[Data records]
↓↓↓

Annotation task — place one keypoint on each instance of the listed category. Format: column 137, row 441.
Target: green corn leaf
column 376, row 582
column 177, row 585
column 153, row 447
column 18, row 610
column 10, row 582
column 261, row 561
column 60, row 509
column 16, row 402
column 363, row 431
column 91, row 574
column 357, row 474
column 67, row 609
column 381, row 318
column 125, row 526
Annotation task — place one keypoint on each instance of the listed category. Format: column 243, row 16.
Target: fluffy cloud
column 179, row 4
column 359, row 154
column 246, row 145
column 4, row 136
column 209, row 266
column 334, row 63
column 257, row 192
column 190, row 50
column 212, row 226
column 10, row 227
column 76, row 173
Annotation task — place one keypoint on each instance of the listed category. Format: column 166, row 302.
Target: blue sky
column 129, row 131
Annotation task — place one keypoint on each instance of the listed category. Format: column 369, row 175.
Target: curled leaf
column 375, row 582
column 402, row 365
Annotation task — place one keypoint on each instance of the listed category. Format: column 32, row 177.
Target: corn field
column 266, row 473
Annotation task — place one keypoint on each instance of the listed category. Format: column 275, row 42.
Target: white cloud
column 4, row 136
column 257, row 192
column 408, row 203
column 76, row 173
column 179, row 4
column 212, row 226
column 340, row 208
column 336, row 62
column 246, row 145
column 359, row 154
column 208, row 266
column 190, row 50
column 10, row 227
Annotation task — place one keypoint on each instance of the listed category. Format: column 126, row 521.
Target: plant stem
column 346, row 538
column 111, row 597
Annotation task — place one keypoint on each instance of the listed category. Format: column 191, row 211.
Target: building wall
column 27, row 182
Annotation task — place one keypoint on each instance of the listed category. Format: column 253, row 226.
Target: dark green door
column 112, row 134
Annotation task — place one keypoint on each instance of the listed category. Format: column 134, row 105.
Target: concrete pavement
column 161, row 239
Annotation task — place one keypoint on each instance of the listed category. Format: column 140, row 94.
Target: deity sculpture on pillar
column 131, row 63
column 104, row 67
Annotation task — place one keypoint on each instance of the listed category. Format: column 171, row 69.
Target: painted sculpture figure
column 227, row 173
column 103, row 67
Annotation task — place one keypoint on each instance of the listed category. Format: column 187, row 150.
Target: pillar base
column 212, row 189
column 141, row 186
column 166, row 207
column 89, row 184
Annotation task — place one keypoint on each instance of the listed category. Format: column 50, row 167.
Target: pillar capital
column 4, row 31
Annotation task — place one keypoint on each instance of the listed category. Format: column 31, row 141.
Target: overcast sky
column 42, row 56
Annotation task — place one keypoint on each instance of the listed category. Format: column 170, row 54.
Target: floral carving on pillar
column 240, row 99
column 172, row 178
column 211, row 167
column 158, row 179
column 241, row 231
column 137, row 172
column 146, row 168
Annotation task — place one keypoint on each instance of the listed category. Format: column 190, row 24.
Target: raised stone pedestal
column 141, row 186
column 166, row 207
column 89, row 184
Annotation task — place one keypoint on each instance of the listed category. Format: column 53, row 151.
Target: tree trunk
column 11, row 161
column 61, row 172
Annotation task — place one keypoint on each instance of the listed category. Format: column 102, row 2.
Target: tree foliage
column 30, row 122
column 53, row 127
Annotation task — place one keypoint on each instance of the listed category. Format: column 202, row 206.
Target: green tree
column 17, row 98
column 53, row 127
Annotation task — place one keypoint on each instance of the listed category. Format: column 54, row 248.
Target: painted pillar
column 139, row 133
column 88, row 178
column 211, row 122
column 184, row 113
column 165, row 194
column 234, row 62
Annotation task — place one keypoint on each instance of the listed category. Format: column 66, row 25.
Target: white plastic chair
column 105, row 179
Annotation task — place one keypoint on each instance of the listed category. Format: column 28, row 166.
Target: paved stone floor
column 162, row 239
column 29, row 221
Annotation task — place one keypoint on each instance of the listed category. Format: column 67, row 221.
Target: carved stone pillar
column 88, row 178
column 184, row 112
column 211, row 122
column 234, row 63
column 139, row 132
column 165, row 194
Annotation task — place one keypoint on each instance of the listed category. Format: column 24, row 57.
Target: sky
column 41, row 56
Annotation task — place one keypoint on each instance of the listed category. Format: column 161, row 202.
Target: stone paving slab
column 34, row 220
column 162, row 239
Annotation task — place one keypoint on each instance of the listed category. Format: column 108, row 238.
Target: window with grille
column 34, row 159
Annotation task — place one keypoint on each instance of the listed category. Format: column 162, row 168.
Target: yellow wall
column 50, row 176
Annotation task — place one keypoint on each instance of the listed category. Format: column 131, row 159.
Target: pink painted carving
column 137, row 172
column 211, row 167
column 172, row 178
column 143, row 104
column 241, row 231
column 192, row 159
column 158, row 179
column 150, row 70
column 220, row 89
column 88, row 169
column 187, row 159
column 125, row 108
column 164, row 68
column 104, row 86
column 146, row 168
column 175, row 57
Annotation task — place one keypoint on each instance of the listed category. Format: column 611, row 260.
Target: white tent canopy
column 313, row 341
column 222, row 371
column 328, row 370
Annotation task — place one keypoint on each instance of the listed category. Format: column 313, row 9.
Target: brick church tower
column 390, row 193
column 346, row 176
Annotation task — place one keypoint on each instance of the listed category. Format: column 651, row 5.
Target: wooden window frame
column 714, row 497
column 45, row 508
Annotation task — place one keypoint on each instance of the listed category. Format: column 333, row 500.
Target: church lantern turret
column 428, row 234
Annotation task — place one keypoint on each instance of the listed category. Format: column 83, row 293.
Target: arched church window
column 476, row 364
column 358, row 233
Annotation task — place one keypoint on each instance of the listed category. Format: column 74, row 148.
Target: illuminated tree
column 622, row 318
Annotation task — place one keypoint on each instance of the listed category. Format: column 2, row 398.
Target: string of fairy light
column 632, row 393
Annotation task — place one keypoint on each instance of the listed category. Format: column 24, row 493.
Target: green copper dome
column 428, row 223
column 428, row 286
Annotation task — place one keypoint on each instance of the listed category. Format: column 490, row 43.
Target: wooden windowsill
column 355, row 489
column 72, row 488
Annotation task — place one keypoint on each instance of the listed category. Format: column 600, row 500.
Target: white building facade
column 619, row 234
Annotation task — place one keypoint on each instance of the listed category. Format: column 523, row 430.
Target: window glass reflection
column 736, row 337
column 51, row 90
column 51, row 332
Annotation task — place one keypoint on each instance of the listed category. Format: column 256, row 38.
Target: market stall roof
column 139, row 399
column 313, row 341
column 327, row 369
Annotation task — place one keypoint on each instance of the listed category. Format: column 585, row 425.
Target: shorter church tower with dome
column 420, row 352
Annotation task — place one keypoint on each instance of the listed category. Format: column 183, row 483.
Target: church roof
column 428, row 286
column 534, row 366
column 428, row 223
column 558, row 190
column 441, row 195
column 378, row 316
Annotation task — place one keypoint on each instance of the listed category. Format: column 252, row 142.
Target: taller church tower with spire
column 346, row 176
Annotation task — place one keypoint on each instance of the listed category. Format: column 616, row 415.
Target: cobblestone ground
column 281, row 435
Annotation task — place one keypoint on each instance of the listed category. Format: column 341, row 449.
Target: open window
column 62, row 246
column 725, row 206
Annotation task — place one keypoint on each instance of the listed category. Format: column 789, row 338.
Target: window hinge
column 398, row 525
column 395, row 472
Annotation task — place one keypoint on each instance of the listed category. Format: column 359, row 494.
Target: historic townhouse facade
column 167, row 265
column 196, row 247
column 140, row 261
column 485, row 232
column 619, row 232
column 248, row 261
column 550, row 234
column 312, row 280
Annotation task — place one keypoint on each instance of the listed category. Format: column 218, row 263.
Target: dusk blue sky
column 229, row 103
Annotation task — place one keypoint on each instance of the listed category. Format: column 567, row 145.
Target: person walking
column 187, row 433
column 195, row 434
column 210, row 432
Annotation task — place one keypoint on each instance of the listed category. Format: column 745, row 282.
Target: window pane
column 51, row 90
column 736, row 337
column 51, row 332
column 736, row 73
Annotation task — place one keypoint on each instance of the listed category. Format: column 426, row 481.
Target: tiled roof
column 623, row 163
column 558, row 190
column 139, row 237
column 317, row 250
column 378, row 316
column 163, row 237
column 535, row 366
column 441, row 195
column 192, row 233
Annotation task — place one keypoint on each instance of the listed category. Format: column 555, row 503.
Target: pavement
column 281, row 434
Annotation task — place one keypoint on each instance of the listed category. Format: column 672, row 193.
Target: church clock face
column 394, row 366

↑↑↑

**Stated goal:** Rewrite the material from its first line up to and including the line with "column 111, row 597", changing each "Target" to "Object" and leaving everything else as it is.

**Task solution:**
Annotation task — place one keypoint on each instance of the listed category. Format: column 137, row 441.
Object: green corn leaf
column 376, row 582
column 177, row 585
column 153, row 447
column 18, row 610
column 10, row 582
column 261, row 561
column 60, row 509
column 16, row 402
column 363, row 431
column 91, row 574
column 357, row 474
column 67, row 609
column 381, row 318
column 125, row 526
Annotation task — place one keypoint on each instance of the listed category. Format: column 243, row 16.
Object: fluffy cloud
column 179, row 4
column 359, row 154
column 246, row 145
column 4, row 136
column 209, row 266
column 334, row 63
column 257, row 192
column 190, row 50
column 212, row 226
column 10, row 227
column 76, row 173
Annotation task — place one keypoint on each instance of the listed category. Format: column 166, row 302.
Object: blue sky
column 129, row 131
Annotation task — place one keypoint on each instance of the listed category. Format: column 369, row 175.
Object: curled leaf
column 375, row 582
column 402, row 365
Annotation task — place one keypoint on each instance of the listed category. Format: column 32, row 177.
Object: corn field
column 266, row 473
Annotation task — place one keypoint on each instance of the listed category. Format: column 275, row 42.
Object: white cloud
column 4, row 136
column 257, row 192
column 408, row 203
column 76, row 173
column 179, row 4
column 212, row 226
column 340, row 208
column 336, row 62
column 246, row 145
column 359, row 154
column 208, row 266
column 190, row 50
column 10, row 227
Annotation task — place one keypoint on each instance of the listed category. Format: column 126, row 521.
Object: plant stem
column 346, row 538
column 111, row 597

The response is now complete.